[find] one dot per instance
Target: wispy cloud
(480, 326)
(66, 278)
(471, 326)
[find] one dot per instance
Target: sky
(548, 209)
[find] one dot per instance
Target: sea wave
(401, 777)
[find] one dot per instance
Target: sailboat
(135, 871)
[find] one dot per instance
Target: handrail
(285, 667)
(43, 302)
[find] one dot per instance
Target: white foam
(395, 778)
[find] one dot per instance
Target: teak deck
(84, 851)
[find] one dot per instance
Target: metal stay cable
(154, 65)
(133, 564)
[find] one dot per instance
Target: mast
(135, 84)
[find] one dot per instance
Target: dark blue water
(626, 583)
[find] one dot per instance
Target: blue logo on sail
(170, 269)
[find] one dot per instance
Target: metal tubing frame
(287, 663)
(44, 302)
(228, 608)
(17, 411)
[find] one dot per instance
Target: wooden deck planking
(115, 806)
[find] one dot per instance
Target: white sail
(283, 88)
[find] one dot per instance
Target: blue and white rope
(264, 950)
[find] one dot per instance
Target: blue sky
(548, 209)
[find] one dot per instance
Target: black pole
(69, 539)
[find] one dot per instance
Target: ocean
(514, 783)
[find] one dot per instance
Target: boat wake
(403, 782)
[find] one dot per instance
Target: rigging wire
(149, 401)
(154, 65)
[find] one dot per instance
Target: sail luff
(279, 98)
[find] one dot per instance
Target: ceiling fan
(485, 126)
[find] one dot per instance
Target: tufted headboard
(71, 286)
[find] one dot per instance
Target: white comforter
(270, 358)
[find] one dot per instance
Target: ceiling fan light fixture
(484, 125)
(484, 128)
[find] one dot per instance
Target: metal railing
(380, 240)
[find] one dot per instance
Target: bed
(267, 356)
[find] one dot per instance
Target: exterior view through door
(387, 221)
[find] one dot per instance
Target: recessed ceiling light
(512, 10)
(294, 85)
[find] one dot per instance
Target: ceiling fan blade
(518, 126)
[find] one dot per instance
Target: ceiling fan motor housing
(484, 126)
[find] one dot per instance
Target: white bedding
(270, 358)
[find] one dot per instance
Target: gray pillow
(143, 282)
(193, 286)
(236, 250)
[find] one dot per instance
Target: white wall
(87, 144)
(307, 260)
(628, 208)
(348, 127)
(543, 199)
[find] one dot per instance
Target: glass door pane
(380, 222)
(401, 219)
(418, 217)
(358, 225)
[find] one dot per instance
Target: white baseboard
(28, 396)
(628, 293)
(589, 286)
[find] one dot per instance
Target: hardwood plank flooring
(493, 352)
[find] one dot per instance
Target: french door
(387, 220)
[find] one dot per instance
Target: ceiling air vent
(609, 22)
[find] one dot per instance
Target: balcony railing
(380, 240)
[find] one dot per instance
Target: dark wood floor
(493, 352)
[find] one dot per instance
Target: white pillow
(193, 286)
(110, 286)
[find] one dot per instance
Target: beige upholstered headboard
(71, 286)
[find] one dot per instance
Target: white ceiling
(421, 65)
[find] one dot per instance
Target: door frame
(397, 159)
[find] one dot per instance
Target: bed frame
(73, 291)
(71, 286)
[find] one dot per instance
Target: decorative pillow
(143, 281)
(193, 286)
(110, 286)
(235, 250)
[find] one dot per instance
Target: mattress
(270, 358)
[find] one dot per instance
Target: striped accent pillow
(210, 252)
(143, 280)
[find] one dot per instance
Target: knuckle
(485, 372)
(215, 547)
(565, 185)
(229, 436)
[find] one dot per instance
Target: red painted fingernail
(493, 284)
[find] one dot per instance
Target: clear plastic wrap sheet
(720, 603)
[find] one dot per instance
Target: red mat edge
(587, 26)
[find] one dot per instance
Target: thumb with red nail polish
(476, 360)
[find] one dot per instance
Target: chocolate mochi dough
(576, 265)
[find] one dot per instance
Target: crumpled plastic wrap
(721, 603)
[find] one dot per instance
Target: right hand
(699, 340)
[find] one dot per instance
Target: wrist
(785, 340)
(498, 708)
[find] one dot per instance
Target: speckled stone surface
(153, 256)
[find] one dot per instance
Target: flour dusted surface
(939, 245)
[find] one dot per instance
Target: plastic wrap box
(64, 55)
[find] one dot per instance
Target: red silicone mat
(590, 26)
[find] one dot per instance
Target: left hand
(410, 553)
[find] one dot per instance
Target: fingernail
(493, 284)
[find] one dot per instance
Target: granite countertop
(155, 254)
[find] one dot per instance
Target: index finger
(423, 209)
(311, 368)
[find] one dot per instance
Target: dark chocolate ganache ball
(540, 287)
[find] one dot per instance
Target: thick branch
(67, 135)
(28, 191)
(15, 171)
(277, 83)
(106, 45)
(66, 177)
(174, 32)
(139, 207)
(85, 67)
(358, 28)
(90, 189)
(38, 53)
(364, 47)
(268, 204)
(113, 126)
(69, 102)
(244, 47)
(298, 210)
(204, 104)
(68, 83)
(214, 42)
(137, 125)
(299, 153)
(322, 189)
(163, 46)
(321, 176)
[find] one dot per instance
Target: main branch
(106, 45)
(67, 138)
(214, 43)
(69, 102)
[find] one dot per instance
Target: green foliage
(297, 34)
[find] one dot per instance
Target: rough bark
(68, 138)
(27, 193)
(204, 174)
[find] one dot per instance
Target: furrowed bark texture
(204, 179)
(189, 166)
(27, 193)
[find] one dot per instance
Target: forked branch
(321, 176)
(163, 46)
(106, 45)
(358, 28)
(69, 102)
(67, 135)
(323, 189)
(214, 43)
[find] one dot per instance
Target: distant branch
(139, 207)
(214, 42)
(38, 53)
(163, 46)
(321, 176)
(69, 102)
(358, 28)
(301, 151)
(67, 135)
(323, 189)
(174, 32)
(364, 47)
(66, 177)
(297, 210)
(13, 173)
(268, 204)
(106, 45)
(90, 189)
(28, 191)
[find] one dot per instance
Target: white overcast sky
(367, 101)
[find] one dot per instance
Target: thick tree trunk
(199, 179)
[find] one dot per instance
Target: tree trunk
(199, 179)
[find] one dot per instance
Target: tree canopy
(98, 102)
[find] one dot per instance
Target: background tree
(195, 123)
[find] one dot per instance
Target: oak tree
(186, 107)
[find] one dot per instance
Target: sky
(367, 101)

────────────────────────────────────────

■ **EXERCISE DETAILS**
The whole of the data above must be given again, unaltered and complete.

■ **ANSWER SECTION**
[find] one dot per instance
Target: wispy cloud
(480, 326)
(66, 278)
(471, 326)
[find] one dot per instance
Target: sky
(548, 209)
[find] one dot per instance
Target: sea wave
(401, 777)
[find] one dot per instance
Target: sailboat
(135, 871)
[find] one dot per instance
Target: handrail
(285, 667)
(43, 302)
[find] one dot per instance
Target: white foam
(395, 778)
[find] one dot per instance
Target: teak deck
(84, 851)
[find] one dot per instance
Target: metal stay cable
(154, 65)
(133, 564)
[find] one dot per instance
Target: mast
(135, 84)
[find] one dot per instance
Target: dark blue water
(626, 583)
[find] one dot per instance
Target: blue logo on sail
(170, 269)
[find] one dot per instance
Target: metal tubing frame
(287, 663)
(44, 302)
(228, 608)
(17, 411)
[find] one dot per instance
Target: wooden deck planking
(115, 806)
[find] one dot per instance
Target: white sail
(283, 88)
[find] one dot per instance
Target: blue and white rope
(264, 950)
[find] one dot per instance
Target: blue sky
(548, 209)
[find] one dot per instance
Target: black pole
(69, 539)
[find] one dot per instance
Target: ocean
(514, 783)
[find] one dot per instance
Target: boat wake
(403, 782)
[find] one dot per instance
Target: rigging wire
(149, 401)
(154, 65)
[find] one dot per instance
Target: sail luff
(279, 98)
[find] one dot per instance
Target: ceiling fan
(485, 126)
[find] one dot per instance
Target: tufted headboard
(71, 286)
[find] one dot per instance
Target: white comforter
(270, 358)
[find] one dot per instance
Target: ceiling fan light fixture
(484, 125)
(484, 128)
[find] one dot per instance
Target: metal railing
(380, 240)
[find] one dot per instance
Target: bed
(267, 356)
[find] one dot per instance
Target: exterior view through door
(387, 221)
[find] one dot per instance
Target: recessed ceiling light
(512, 10)
(294, 85)
[find] one dot per instance
Target: ceiling fan blade
(518, 126)
[find] one dot per instance
Target: ceiling fan motor housing
(484, 126)
[find] one dot per instance
Target: white bedding
(270, 358)
[find] one dot per instance
Target: gray pillow
(143, 282)
(193, 286)
(236, 250)
[find] one dot per instance
Target: white wall
(87, 144)
(307, 260)
(628, 208)
(348, 127)
(543, 199)
[find] one dot per instance
Target: glass door pane
(380, 222)
(401, 219)
(418, 217)
(358, 225)
[find] one dot per instance
Target: white baseboard
(28, 396)
(628, 293)
(589, 286)
[find] one dot per instance
Target: hardwood plank flooring
(493, 352)
[find] one dot per instance
Target: french door
(387, 220)
[find] one dot per instance
Target: ceiling air vent
(609, 22)
[find] one dot per instance
Target: balcony railing
(380, 240)
[find] one dot per instance
Target: dark wood floor
(493, 352)
[find] one dot per instance
Target: white pillow
(193, 286)
(110, 286)
[find] one dot per instance
Target: beige upholstered headboard
(71, 286)
[find] one dot per instance
Target: white ceiling
(421, 65)
[find] one dot per instance
Target: door frame
(397, 159)
[find] one dot per instance
Target: bed frame
(73, 291)
(71, 286)
[find] one dot per instance
Target: decorative pillow
(143, 281)
(193, 286)
(110, 286)
(235, 250)
[find] one dot per instance
Target: mattress
(270, 358)
[find] one dot per instance
Target: striped accent pillow
(210, 252)
(143, 280)
[find] one dot per instance
Target: knuckle
(485, 372)
(215, 547)
(565, 185)
(229, 436)
[find] one dot per instance
Target: red painted fingernail
(493, 284)
[find] one dot per instance
Target: clear plastic wrap sheet
(720, 603)
[find] one dot per instance
Target: red mat edge
(587, 26)
[find] one dot per instance
Target: thumb with red nail polish
(476, 360)
[find] one dot per instance
Target: chocolate mochi dough
(576, 265)
[find] one dot per instance
Target: crumpled plastic wrap
(721, 603)
[find] one dot per instance
Target: right hand
(699, 340)
[find] one dot per instance
Target: wrist
(785, 340)
(498, 708)
[find] one dot per instance
Target: speckled stone surface
(153, 256)
[find] one dot per instance
Target: flour dusted surface
(939, 245)
[find] one dot per instance
Target: plastic wrap box
(64, 55)
[find] one dot per instance
Target: red silicone mat
(590, 26)
[find] one dot per instance
Target: left hand
(410, 553)
[find] one dot per instance
Target: fingernail
(493, 284)
[find] one dot per instance
Target: granite countertop
(155, 254)
[find] one dot per instance
Target: index finger
(423, 209)
(311, 368)
[find] one dot per instance
Target: dark chocolate ganache ball
(540, 287)
[find] one dot per instance
Target: thick branch
(67, 135)
(28, 191)
(15, 171)
(277, 83)
(106, 45)
(66, 177)
(174, 32)
(139, 207)
(85, 67)
(358, 28)
(90, 189)
(38, 53)
(364, 47)
(268, 204)
(113, 126)
(69, 102)
(244, 47)
(298, 210)
(204, 104)
(68, 83)
(214, 42)
(137, 125)
(299, 153)
(322, 189)
(163, 46)
(321, 176)
[find] one dot per instance
Target: main branch
(106, 45)
(67, 138)
(214, 43)
(69, 102)
[find] one dot per instance
Target: green foliage
(297, 34)
[find] one dot per instance
Target: rough bark
(68, 138)
(27, 193)
(204, 174)
[find] one dot per instance
Target: furrowed bark texture
(204, 179)
(189, 166)
(27, 193)
[find] one dot per instance
Target: forked branch
(321, 176)
(163, 46)
(106, 45)
(358, 28)
(69, 102)
(67, 135)
(323, 189)
(214, 43)
[find] one dot per instance
Target: distant branch
(139, 207)
(214, 42)
(38, 53)
(163, 46)
(321, 176)
(69, 102)
(358, 28)
(301, 151)
(67, 135)
(323, 189)
(174, 32)
(364, 47)
(66, 177)
(297, 210)
(13, 173)
(268, 204)
(106, 45)
(90, 189)
(28, 191)
[find] one dot per instance
Target: white overcast sky
(367, 101)
[find] one dot per instance
Target: thick tree trunk
(199, 179)
[find] one dot per instance
Target: tree trunk
(199, 179)
[find] one dot per instance
Target: tree canopy
(98, 102)
[find] one dot per instance
Target: background tree
(195, 123)
[find] one dot per instance
Target: oak tree
(186, 107)
[find] one dot per instance
Target: sky
(367, 101)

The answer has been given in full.